SET EXERCISE: Return, word for word, the lines below that begin with the one containing "Mark one point on each instance of the monument" and end with the one containing "[(273, 174)]", including both of those lines.

DATA IN THIS EXERCISE:
▼
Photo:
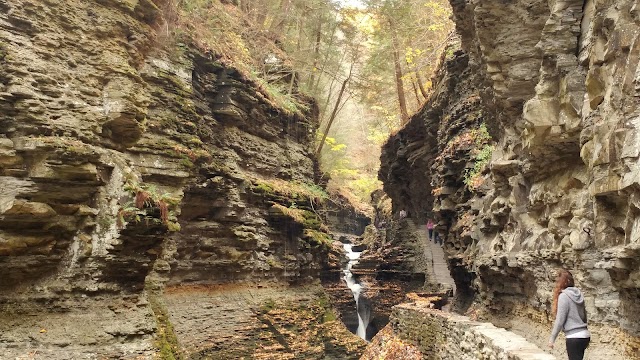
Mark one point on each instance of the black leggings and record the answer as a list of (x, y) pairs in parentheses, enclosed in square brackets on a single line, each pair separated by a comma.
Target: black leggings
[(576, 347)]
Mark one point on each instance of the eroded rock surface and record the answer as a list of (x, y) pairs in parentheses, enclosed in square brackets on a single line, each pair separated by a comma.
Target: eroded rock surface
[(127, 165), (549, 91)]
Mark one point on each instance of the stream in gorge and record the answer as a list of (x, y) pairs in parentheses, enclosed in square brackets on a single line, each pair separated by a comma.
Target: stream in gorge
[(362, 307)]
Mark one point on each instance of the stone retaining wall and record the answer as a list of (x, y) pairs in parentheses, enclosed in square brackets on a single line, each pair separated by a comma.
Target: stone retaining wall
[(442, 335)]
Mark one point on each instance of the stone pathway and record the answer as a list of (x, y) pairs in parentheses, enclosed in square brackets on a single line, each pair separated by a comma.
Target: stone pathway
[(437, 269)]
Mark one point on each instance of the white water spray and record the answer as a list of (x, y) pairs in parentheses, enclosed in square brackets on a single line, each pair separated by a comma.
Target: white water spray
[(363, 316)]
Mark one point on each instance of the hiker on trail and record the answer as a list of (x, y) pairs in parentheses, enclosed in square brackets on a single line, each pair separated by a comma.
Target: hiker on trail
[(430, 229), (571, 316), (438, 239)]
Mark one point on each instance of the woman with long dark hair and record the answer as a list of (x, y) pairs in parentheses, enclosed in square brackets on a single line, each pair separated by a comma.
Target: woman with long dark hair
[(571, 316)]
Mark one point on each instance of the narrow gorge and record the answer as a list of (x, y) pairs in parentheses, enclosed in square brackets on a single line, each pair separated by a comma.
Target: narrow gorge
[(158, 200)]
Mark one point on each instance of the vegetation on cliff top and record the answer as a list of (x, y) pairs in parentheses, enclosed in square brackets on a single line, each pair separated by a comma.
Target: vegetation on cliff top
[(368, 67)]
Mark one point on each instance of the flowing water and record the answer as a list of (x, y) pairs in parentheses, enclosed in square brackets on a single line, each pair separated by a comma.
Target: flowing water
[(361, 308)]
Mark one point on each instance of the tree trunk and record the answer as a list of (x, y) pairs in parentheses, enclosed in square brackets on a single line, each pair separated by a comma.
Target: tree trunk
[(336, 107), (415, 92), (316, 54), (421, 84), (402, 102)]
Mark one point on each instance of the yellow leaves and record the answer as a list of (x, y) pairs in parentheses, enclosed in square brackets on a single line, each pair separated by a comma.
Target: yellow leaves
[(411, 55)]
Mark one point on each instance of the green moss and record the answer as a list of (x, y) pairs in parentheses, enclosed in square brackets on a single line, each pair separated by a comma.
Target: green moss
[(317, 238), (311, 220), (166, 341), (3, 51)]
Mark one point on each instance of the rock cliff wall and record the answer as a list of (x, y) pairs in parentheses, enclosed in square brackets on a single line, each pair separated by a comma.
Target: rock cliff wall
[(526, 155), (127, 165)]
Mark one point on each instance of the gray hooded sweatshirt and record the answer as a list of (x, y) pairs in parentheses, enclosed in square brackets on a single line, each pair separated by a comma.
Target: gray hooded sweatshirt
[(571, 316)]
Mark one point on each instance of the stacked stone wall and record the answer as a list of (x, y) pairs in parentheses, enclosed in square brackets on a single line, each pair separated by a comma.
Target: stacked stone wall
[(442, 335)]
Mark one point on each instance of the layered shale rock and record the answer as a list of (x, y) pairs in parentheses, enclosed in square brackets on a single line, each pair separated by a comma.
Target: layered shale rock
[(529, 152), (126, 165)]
▲
▼
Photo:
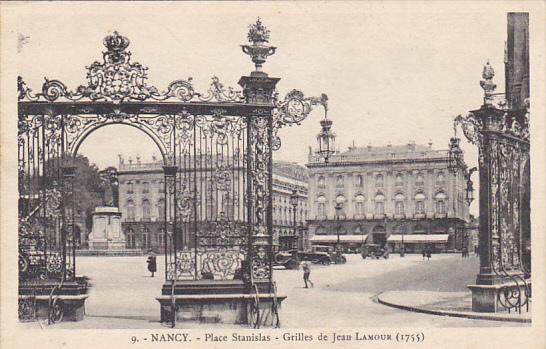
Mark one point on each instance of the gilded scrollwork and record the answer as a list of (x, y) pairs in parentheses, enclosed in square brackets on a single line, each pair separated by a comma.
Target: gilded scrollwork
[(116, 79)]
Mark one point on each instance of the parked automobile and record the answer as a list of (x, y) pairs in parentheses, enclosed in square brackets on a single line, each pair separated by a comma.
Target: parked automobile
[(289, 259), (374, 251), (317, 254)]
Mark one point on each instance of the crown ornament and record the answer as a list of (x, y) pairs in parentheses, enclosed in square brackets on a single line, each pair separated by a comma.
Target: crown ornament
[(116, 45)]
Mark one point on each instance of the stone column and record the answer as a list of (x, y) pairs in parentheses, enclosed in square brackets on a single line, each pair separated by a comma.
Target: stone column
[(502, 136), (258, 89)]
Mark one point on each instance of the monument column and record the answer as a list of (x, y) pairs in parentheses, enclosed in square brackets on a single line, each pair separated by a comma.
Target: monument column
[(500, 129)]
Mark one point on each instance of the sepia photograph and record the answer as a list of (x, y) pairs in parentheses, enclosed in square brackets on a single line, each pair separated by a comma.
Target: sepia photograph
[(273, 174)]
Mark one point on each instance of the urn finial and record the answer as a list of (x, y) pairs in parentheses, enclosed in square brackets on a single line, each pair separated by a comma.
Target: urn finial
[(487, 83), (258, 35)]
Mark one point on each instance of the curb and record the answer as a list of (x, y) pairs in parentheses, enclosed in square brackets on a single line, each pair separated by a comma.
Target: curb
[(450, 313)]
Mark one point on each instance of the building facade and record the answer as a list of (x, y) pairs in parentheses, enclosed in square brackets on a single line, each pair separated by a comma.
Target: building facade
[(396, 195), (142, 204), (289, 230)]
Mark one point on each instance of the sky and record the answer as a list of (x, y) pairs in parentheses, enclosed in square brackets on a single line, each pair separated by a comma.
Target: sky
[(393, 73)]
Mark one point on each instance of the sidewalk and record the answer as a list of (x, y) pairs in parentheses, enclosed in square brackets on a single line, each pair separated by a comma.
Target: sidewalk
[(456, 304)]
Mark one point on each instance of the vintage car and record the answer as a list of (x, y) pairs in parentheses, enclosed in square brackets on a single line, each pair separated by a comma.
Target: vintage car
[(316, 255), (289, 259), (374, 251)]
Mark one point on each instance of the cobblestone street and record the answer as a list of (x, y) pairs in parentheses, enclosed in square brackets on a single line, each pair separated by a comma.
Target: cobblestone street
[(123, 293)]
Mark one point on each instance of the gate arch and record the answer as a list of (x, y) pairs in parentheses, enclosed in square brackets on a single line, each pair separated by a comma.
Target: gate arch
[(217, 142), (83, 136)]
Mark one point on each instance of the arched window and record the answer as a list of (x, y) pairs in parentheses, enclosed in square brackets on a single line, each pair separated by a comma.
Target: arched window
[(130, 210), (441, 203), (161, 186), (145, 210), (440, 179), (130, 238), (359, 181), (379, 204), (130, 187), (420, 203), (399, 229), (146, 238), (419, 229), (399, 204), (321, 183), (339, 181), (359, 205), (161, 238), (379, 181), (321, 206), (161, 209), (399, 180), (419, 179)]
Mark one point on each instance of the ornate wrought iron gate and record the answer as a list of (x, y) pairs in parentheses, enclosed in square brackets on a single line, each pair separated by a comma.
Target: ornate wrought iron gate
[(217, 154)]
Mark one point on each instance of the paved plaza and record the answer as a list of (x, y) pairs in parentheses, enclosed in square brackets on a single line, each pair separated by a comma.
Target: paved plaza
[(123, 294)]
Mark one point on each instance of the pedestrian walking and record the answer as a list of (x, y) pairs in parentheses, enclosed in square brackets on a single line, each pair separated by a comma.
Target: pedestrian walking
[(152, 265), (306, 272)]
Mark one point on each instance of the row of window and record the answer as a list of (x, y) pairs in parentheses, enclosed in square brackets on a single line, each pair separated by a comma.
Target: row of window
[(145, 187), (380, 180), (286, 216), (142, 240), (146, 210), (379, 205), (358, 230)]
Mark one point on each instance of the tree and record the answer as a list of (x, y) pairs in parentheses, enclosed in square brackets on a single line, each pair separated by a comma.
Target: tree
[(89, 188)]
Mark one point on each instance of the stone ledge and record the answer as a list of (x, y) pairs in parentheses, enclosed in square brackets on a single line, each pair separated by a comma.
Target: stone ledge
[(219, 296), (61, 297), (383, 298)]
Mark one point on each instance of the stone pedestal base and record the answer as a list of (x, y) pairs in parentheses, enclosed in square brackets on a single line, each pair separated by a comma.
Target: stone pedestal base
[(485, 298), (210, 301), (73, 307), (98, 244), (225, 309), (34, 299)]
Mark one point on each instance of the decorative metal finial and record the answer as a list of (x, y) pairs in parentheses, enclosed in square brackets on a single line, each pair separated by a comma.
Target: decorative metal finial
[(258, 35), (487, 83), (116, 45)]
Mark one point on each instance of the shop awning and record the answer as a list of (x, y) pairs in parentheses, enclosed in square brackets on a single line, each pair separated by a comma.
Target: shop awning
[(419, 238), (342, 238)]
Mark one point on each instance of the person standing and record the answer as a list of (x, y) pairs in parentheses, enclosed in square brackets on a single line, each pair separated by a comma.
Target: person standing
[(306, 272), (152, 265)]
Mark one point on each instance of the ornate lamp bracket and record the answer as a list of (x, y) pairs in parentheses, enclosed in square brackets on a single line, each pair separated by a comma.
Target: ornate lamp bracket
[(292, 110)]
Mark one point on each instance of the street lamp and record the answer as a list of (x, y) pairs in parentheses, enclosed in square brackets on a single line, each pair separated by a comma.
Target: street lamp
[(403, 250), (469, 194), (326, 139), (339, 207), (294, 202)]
▲
OUTPUT FOR THIS TASK:
Mark one point on each instance of the monument column and record the answer as a list of (x, y) pairs in parentheses, enclosed in square brackets on a single line, each pair separated by a comma.
Target: monument column
[(500, 129)]
Mark one point on each instance of the sepia photograph and record the answer as a list of (x, y) pairs in parentheses, enclosed in square brackets on a single line, each pair separated by a comma.
Target: sepia photograph
[(273, 174)]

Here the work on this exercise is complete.